Annotated coordinate listing
-- START --
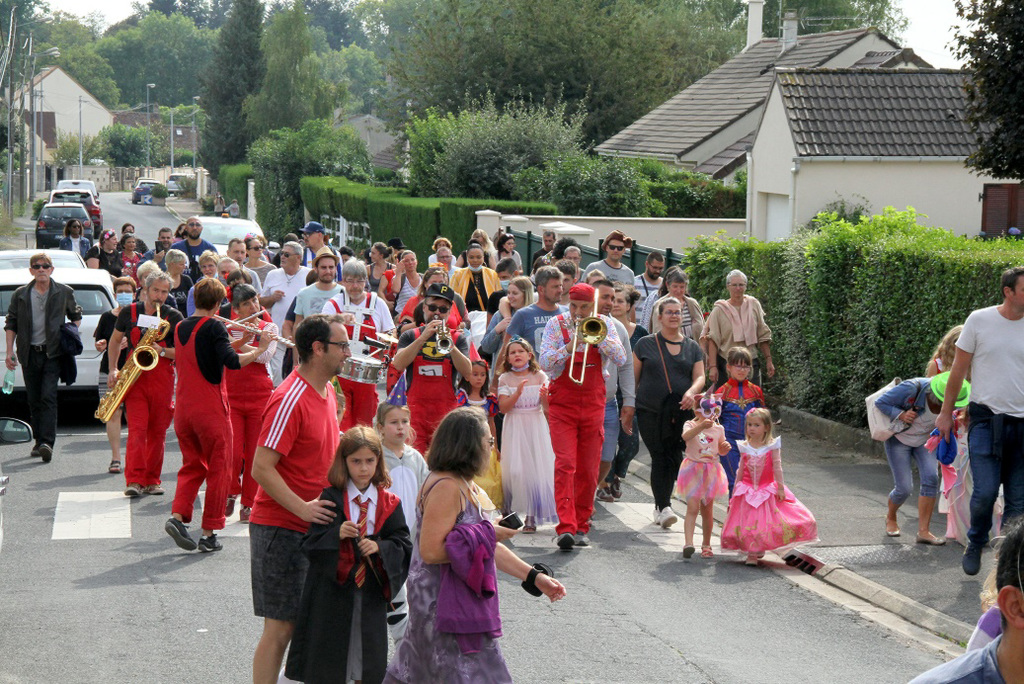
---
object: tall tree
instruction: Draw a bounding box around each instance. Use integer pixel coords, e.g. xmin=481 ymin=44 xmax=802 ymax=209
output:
xmin=955 ymin=0 xmax=1024 ymax=180
xmin=202 ymin=0 xmax=266 ymax=173
xmin=243 ymin=0 xmax=340 ymax=137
-- END --
-- What you need to do --
Reproduce the listing above line for line, character for character, leaving out the picture.

-- Solution --
---
object: tall tree
instruction: Draw a bounding box around each instance. Use integer pixel coords, e.g. xmin=481 ymin=44 xmax=802 ymax=209
output:
xmin=955 ymin=0 xmax=1024 ymax=180
xmin=202 ymin=0 xmax=266 ymax=173
xmin=243 ymin=0 xmax=340 ymax=137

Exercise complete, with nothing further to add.